• Exercise goal: Pick out every line in the rows below that contains the word "rider", and copy each one.

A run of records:
◇ ◇ ◇

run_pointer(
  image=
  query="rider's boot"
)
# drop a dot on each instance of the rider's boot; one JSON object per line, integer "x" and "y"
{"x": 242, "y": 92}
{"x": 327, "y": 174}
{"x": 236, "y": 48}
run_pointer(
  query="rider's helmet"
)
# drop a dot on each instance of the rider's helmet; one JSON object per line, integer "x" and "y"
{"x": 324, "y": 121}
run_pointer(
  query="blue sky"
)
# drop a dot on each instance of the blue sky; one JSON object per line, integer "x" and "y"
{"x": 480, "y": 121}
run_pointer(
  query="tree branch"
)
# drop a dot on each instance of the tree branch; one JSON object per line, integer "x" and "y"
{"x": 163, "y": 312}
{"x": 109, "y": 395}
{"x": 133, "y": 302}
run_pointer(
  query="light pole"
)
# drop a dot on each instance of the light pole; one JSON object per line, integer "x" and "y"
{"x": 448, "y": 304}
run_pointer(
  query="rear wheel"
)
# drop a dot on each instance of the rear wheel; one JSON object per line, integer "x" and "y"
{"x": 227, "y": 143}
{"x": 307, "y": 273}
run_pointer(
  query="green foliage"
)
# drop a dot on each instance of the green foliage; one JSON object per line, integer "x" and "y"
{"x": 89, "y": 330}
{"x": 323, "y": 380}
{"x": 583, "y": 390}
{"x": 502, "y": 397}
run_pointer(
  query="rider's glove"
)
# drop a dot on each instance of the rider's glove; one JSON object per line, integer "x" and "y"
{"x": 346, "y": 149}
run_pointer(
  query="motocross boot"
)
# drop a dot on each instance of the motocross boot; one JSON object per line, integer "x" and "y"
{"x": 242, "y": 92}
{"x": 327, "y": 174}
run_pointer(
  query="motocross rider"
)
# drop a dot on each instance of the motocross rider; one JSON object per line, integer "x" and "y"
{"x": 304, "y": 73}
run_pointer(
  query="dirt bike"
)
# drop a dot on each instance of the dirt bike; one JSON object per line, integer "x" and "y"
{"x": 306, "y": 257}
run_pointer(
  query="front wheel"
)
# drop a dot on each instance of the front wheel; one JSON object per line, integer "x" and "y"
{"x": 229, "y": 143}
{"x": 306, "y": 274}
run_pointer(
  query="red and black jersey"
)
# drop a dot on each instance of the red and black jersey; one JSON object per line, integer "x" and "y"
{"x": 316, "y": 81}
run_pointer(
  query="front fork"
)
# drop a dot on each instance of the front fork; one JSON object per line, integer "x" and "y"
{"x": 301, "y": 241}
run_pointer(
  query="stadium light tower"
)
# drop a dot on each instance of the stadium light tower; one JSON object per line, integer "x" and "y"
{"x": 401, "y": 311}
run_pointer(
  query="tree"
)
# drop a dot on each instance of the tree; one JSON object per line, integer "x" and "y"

◇ ◇ ◇

• In response:
  query="rider's boot"
# drop a dot on each instance of the rider's boot; one JSON object per line, integer "x" and "y"
  query="rider's helmet"
# drop a dot on each instance of the rider's helmet; one JSON object per line, integer "x" and "y"
  query="rider's glove"
# drop a dot on each instance of the rider's glove; one JSON object per line, integer "x" and "y"
  query="motocross rider"
# drop a dot on each instance of the motocross rider; one JSON object per line, integer "x" and "y"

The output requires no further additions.